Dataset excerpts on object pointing
┌──

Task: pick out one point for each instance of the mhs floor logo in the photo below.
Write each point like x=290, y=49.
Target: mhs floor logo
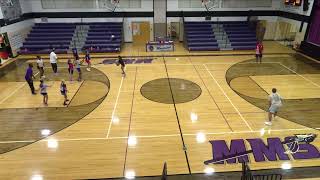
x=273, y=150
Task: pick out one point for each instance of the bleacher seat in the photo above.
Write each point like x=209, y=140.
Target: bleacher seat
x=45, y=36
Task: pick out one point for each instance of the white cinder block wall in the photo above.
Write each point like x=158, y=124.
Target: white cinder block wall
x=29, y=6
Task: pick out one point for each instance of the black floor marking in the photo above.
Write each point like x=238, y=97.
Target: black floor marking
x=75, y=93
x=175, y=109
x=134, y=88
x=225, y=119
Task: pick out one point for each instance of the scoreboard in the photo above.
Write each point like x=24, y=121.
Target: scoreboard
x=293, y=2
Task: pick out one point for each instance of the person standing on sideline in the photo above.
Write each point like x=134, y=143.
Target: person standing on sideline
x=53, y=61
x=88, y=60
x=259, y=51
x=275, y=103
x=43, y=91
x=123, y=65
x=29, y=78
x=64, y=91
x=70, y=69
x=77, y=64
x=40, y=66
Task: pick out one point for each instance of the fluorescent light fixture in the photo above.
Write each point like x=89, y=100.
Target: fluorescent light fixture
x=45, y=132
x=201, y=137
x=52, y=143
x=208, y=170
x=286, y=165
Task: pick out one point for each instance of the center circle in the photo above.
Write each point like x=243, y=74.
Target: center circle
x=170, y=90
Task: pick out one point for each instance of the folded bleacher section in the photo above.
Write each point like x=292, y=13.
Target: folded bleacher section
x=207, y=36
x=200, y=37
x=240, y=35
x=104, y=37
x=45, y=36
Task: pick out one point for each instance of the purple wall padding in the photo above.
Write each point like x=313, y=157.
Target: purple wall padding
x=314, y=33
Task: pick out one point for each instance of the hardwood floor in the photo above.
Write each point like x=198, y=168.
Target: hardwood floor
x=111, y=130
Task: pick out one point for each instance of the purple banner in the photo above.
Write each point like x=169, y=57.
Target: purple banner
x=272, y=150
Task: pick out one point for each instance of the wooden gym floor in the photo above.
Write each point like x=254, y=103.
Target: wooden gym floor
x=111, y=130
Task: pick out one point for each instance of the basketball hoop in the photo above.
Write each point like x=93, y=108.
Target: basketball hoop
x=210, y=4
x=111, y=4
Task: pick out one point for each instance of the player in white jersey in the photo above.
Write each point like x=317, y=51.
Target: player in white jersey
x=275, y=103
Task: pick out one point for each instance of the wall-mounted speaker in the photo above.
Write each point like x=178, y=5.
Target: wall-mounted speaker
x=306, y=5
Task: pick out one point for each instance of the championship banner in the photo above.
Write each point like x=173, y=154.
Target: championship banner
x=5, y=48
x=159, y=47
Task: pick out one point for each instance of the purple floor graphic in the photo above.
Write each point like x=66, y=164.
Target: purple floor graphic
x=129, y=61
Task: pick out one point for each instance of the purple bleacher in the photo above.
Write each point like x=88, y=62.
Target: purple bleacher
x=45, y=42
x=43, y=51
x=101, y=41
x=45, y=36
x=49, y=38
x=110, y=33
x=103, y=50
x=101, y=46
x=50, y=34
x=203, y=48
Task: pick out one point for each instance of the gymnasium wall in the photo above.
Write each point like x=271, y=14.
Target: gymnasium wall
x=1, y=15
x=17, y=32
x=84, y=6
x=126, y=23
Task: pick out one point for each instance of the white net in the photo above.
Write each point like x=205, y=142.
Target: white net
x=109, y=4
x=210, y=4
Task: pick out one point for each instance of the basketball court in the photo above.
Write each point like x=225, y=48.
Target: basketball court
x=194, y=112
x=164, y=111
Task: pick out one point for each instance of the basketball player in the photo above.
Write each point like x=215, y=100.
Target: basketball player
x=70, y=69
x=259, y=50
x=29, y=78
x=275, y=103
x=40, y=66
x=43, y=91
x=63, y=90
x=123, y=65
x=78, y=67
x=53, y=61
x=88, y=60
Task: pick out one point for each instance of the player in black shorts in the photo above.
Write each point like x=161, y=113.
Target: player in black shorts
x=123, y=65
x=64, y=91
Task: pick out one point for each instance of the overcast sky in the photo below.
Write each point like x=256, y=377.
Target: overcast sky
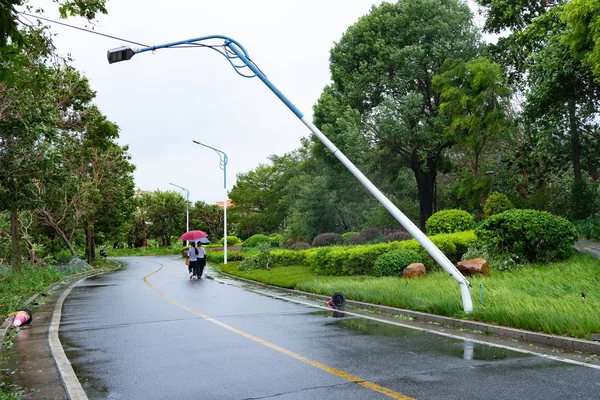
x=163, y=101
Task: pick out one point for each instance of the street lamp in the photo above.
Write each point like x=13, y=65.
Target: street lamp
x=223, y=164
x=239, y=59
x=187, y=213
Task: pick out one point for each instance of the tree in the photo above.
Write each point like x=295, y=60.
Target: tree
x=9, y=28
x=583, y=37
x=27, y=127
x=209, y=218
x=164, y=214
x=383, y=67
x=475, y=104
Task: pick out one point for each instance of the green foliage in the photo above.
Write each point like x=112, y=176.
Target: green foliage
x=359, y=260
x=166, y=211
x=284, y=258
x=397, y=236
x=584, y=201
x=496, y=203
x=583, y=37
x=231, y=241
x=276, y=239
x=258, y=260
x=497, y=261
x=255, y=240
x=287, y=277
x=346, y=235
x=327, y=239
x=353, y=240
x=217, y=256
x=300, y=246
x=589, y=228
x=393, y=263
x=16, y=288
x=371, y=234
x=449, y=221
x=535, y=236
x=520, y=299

└──

- The exercise:
Copy the lines above word for word, covering the stretch from the line that contains "Task: pick out one point for each instance of the championship" through the line that contains "x=164, y=111".

- Full answer:
Task: pick out one point for each instance of the championship banner in the photo above.
Write each point like x=173, y=154.
Target: championship banner
x=5, y=48
x=159, y=47
Task: pick out one point for each instance of the purple floor graphic in the photo above.
Write each point like x=66, y=164.
Target: purple floor graphic
x=129, y=61
Task: pick out one point for each instance of the purple bleacher in the photo above.
Write each point like x=88, y=62.
Target: purple bleacher
x=45, y=42
x=43, y=51
x=101, y=41
x=45, y=36
x=49, y=38
x=110, y=33
x=103, y=50
x=101, y=46
x=50, y=34
x=203, y=48
Task: pick out one point for each instance of the gymnasium wall in the photo above.
Write each point like x=271, y=14.
Target: gymnasium wall
x=1, y=15
x=17, y=32
x=84, y=6
x=126, y=23
Task: pick out one point for each instance of the white net in the photo above.
Write each point like x=205, y=142.
Target: white net
x=109, y=4
x=210, y=4
Task: pick out one point for each instance of the basketball court in the photo above.
Write each point like x=225, y=48.
Target: basketball court
x=194, y=112
x=164, y=111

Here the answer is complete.